Problems and tasks:
1) Summarize the article in two sentences.
2) Please print the article's wording starting at "- The use of digital" and ending at "and it’s affordable.".

Top 10 embedded inventions of the last 10 years
In a recent interview with Ray Zinn, I asked him what he thought was the greatest invention of his lifetime. He came up with a bunch of good answers, but I quickly realized that for our purposes, we should be discussing the discoveries/inventions/movements/etc. in the embedded world. To narrow it down even further, I’m going to add the caveat that it should be something that was developed in the last decade.
Here’s my list of the greatest embedded inventions of the last ten years. Clearly, I’m using the word “inventions” very loosely.
- The Internet of Things (IoT) – I’m guessing that you’ve heard enough about this technology, so suffice to say that it’s huge and it’s not going anywhere any time soon.
- The rollout of development boards – Dev kits have been around for a long, long time, but they’ve made a big resurgence in the past decade, fueled by products like Arduino, Raspberry Pi, and BeagleBone
- The evolution of the ARM architecture – Sure, ARM has been around for way longer than ten years, but in the last decade, the architecture has made some significant inroads into the embedded arena.
- The prominence of security – Security has moved to the forefront in nearly every embedded design. Unfortunately, the reason for this need is because of the number of hacks that have been occurring.
- The use of Linux – Today, designers don’t think twice about dropping a Linux kernel into their designs. Most of the questions surrounding performance, stability, security, etc., have been answered in the affirmative.
- The blending of consumer electronics with medical electronics – Partly fueled by the iPhone phenomenon, consumer medical devices are readily available at your neighborhood drugstore, and they’re easier than ever to use.
- The automating of back-end tools – Compilers and debuggers do all the work for you now, right? Not exactly, but the automation that’s built in today sure makes a developer’s life easier.
- The use of digital power – Not too long ago, digital power was an oxymoron that made analog engineers chuckle. That’s not the case anymore. In fact, the number of digital power systems that are replacing the traditional all-analog version is growing quite quickly.
- Electronics in the automobile – Cars practically drive themselves now, and before long, they’ll be doing that. Today’s most modern vehicles are equipped with a plethora safety and entertainment features.
- 3D printing – Over the past ten years, this technology has moved from pie in the sky to something that many developers would not be willing to live without. The concept of getting prototypes built in an hour was almost unthinkable ten years ago. Today, it’s reality and it’s affordable.
Agree, disagree? What’s on your list?

Provided material:
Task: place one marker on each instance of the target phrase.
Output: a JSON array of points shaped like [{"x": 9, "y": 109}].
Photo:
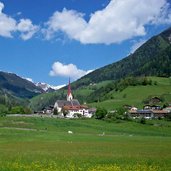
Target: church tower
[{"x": 69, "y": 94}]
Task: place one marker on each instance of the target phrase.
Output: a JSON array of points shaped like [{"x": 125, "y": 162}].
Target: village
[{"x": 71, "y": 108}]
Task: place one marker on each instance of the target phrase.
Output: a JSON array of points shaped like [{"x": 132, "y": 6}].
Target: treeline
[
  {"x": 152, "y": 59},
  {"x": 14, "y": 110},
  {"x": 103, "y": 93}
]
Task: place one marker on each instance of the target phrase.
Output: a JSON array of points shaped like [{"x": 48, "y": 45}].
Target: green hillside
[
  {"x": 138, "y": 95},
  {"x": 153, "y": 58},
  {"x": 43, "y": 144},
  {"x": 100, "y": 95},
  {"x": 108, "y": 86}
]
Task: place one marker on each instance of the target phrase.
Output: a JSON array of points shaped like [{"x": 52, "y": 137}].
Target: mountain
[
  {"x": 48, "y": 88},
  {"x": 153, "y": 58},
  {"x": 15, "y": 90}
]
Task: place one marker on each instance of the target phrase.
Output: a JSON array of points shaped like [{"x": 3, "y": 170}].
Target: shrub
[{"x": 100, "y": 113}]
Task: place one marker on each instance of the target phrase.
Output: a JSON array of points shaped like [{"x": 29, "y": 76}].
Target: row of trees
[
  {"x": 14, "y": 110},
  {"x": 103, "y": 93}
]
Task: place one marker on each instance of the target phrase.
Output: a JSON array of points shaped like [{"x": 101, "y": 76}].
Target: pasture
[{"x": 44, "y": 144}]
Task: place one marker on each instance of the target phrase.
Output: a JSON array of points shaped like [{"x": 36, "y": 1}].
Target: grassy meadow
[{"x": 43, "y": 144}]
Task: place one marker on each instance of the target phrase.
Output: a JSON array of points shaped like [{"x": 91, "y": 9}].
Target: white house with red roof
[{"x": 71, "y": 107}]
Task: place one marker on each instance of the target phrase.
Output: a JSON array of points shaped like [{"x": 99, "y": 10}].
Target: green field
[
  {"x": 134, "y": 95},
  {"x": 43, "y": 144}
]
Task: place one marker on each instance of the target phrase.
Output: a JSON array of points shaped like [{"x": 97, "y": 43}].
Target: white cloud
[
  {"x": 69, "y": 70},
  {"x": 29, "y": 79},
  {"x": 137, "y": 44},
  {"x": 9, "y": 25},
  {"x": 119, "y": 21},
  {"x": 26, "y": 28}
]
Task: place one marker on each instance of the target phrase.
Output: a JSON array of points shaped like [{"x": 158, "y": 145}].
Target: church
[{"x": 71, "y": 108}]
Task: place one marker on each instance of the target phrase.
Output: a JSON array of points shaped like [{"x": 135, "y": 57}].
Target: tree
[
  {"x": 65, "y": 112},
  {"x": 100, "y": 113}
]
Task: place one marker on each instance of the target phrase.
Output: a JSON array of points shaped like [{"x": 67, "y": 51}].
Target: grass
[
  {"x": 44, "y": 144},
  {"x": 134, "y": 95}
]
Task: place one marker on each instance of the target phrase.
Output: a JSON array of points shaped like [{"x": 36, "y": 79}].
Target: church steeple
[{"x": 69, "y": 94}]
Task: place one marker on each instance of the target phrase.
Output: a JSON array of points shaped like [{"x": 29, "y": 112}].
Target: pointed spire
[
  {"x": 69, "y": 95},
  {"x": 69, "y": 88}
]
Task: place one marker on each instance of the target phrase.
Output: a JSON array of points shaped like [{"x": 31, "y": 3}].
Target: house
[
  {"x": 141, "y": 113},
  {"x": 71, "y": 108},
  {"x": 148, "y": 114},
  {"x": 153, "y": 107}
]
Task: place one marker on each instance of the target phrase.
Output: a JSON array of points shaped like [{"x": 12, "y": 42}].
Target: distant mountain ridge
[
  {"x": 48, "y": 88},
  {"x": 153, "y": 58}
]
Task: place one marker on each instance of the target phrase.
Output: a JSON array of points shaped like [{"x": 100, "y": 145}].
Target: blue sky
[{"x": 52, "y": 40}]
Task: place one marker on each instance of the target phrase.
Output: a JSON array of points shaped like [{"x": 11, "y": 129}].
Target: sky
[{"x": 52, "y": 40}]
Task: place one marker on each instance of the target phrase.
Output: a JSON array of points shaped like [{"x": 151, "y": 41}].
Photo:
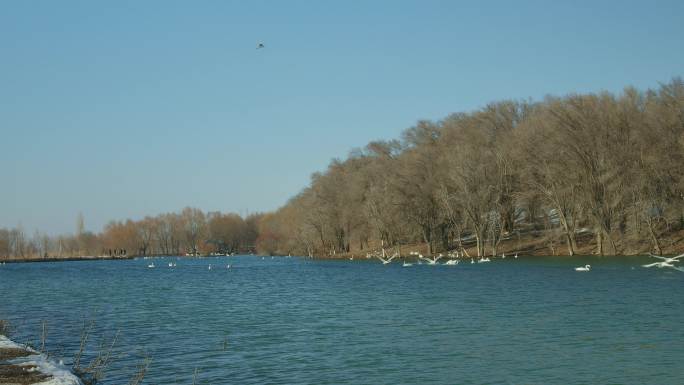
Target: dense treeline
[
  {"x": 189, "y": 232},
  {"x": 598, "y": 170},
  {"x": 608, "y": 168}
]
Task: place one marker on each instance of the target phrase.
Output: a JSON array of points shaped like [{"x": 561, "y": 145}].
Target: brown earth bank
[
  {"x": 530, "y": 244},
  {"x": 62, "y": 258}
]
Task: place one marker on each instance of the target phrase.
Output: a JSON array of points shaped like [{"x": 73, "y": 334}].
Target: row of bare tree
[
  {"x": 610, "y": 167},
  {"x": 190, "y": 231}
]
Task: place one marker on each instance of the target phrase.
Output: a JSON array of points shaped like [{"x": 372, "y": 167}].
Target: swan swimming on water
[
  {"x": 431, "y": 261},
  {"x": 659, "y": 265},
  {"x": 668, "y": 259}
]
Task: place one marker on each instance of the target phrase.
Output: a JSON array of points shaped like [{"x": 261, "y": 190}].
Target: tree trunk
[
  {"x": 599, "y": 242},
  {"x": 654, "y": 238}
]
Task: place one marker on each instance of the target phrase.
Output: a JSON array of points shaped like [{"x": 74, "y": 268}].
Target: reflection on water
[{"x": 290, "y": 320}]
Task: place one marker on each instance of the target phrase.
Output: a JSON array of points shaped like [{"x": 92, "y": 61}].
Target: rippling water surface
[{"x": 291, "y": 320}]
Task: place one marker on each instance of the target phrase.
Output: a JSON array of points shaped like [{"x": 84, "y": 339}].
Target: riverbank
[
  {"x": 532, "y": 243},
  {"x": 63, "y": 259},
  {"x": 24, "y": 366}
]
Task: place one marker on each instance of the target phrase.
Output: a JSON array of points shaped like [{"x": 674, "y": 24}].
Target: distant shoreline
[{"x": 65, "y": 259}]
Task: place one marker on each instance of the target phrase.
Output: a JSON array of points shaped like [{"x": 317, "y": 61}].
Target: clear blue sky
[{"x": 127, "y": 108}]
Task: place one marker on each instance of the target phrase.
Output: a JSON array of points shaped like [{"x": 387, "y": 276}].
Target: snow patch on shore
[{"x": 60, "y": 374}]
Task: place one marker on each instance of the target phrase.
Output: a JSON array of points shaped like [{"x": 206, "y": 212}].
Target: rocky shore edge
[{"x": 21, "y": 365}]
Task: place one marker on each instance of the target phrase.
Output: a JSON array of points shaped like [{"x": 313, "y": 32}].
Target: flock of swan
[{"x": 453, "y": 260}]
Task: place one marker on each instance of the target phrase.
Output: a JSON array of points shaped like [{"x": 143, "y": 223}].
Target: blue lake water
[{"x": 298, "y": 321}]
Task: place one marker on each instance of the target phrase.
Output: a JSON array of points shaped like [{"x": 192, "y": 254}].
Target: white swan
[
  {"x": 431, "y": 261},
  {"x": 386, "y": 261},
  {"x": 659, "y": 265}
]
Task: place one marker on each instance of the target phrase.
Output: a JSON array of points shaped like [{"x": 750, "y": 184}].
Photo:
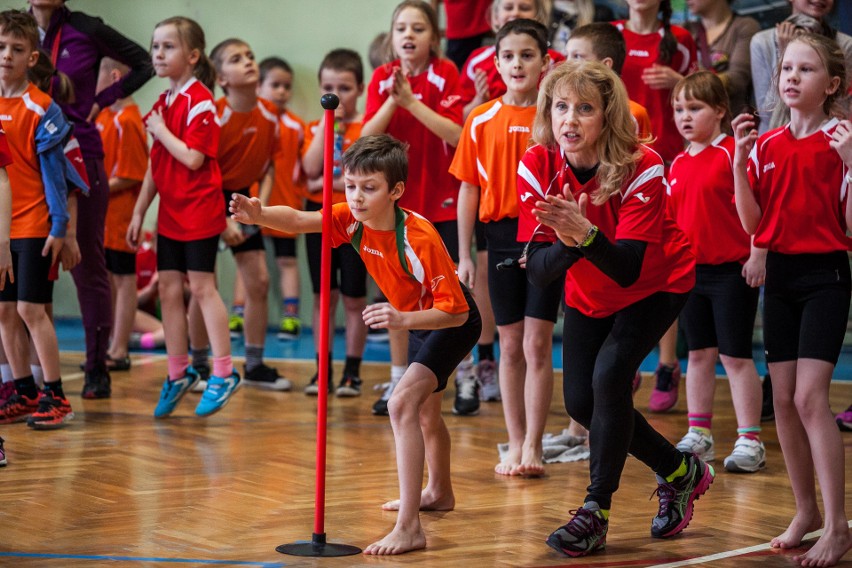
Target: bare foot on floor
[
  {"x": 397, "y": 542},
  {"x": 428, "y": 502},
  {"x": 799, "y": 527},
  {"x": 827, "y": 551}
]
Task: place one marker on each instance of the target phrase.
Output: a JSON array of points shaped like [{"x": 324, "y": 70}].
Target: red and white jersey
[
  {"x": 483, "y": 59},
  {"x": 191, "y": 203},
  {"x": 435, "y": 283},
  {"x": 247, "y": 143},
  {"x": 701, "y": 201},
  {"x": 643, "y": 51},
  {"x": 430, "y": 189},
  {"x": 638, "y": 212},
  {"x": 493, "y": 141},
  {"x": 801, "y": 188}
]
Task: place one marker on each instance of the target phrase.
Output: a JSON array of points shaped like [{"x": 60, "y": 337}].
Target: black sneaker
[
  {"x": 97, "y": 384},
  {"x": 265, "y": 377},
  {"x": 767, "y": 408},
  {"x": 350, "y": 385}
]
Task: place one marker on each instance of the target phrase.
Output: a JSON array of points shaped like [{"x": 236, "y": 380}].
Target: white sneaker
[
  {"x": 695, "y": 442},
  {"x": 748, "y": 456}
]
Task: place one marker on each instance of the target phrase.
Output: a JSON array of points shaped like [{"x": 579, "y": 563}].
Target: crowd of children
[{"x": 613, "y": 184}]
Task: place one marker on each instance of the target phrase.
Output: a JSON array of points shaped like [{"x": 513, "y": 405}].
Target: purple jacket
[{"x": 85, "y": 40}]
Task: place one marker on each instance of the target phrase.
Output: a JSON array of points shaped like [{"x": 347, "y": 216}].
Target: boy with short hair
[
  {"x": 342, "y": 73},
  {"x": 407, "y": 258}
]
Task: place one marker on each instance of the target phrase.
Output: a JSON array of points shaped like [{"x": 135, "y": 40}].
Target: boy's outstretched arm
[{"x": 250, "y": 212}]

Response list:
1) After an interview with Ray Zinn, the author lists the greatest embedded inventions of the last ten years and uses the word "inventions" loosely. The list covers the Internet of Things, development boards, the ARM architecture, security, Linux, consumer medical electronics, automated back-end tools, digital power, automotive electronics, and 3D printing.

2)
- The use of digital power – Not too long ago, digital power was an oxymoron that made analog engineers chuckle. That’s not the case anymore. In fact, the number of digital power systems that are replacing the traditional all-analog version is growing quite quickly.
- Electronics in the automobile – Cars practically drive themselves now, and before long, they’ll be doing that. Today’s most modern vehicles are equipped with a plethora safety and entertainment features.
- 3D printing – Over the past ten years, this technology has moved from pie in the sky to something that many developers would not be willing to live without. The concept of getting prototypes built in an hour was almost unthinkable ten years ago. Today, it’s reality and it’s affordable.